— START ENTRIES —
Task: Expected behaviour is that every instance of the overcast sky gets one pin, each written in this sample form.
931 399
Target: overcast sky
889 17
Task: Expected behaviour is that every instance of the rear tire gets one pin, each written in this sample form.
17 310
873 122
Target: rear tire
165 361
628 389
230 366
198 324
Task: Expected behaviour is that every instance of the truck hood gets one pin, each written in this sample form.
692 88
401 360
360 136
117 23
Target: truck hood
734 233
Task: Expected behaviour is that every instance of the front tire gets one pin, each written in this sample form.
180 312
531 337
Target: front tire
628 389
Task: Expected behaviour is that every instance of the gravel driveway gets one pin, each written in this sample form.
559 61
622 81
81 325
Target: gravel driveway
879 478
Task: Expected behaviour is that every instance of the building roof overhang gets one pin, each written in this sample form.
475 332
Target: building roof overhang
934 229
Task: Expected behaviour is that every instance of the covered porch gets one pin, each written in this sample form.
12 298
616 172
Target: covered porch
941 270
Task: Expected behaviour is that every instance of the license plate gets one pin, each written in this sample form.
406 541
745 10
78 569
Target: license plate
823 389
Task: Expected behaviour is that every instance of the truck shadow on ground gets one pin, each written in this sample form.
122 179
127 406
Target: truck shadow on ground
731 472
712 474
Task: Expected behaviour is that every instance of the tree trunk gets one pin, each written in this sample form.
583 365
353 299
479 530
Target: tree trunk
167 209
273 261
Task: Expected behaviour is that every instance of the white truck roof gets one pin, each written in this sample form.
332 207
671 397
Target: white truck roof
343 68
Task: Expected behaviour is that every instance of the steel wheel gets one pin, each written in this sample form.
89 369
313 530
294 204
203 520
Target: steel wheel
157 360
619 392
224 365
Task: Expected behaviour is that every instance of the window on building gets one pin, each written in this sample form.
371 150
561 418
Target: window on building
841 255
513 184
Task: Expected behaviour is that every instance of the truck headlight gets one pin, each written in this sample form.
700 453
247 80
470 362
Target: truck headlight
— END ENTRIES —
Reproduce all the rows above, switching every "sample form" to "example format" and leaving everything else unchanged.

Task: Expected behaviour is that every instance of the overcast sky gets one pin, each written in this example format.
931 399
Target: overcast sky
889 17
Task: Expected behaviour is that every instance of the rear tire gets one pin, each written in this example format.
17 310
873 122
Target: rear tire
165 361
628 389
230 366
198 324
Task: Expected behaviour is that every instance of the truck hood gets one pin, each written in this example format.
692 88
401 360
360 136
117 23
Target: truck hood
734 233
Task: Expected behaviour is that every instance of the front tire gets one pin, each written in this example format.
180 312
531 337
Target: front tire
628 389
Task: Expected behaviour is that every instance of the gravel driveway gets one pin, each written in this example format.
559 61
622 81
81 325
Target: gravel driveway
879 478
Task: Expected behaviour is that every instance of the building roof overhang gets one pin, each written in this example format.
475 332
Target: building roof overhang
934 229
Task: Expected behaviour is that every instance of the covered porch gets one pin, each written in this example format.
12 298
616 172
Target: covered porch
941 270
Task: Expected behaviour is that every instance of the license plate gets one pin, each written in this example format.
406 541
745 10
78 569
Target: license plate
823 389
Task: Expected behaviour is that every instance of the truck shadow on ground gets one pin, each written in this example format.
122 179
127 406
Target: truck shadow on ground
731 472
712 474
Task: Expected behaviour is that every instance of the tree trunk gets one pin, each written in this example format.
583 365
353 299
479 530
Target: tree trunk
167 209
273 261
Task: Expected behaviour is that every instance of the white truck roof gets one pin, each written in this example format.
332 207
671 397
Target: white truck roof
343 68
Task: Expected behaviour is that every instance of the steel wheel gets one pin, each written in this example format.
89 369
313 530
294 204
203 520
Target: steel wheel
157 360
619 392
224 365
Task: Expected behaviour is that every instance of the window on building gets one pin, each written in this example format.
371 150
561 418
Target: window on building
841 255
513 184
Task: Expected behaviour is that every instance of the truck headlight gets one pin, each written in this example format.
700 453
247 80
470 362
Target: truck headlight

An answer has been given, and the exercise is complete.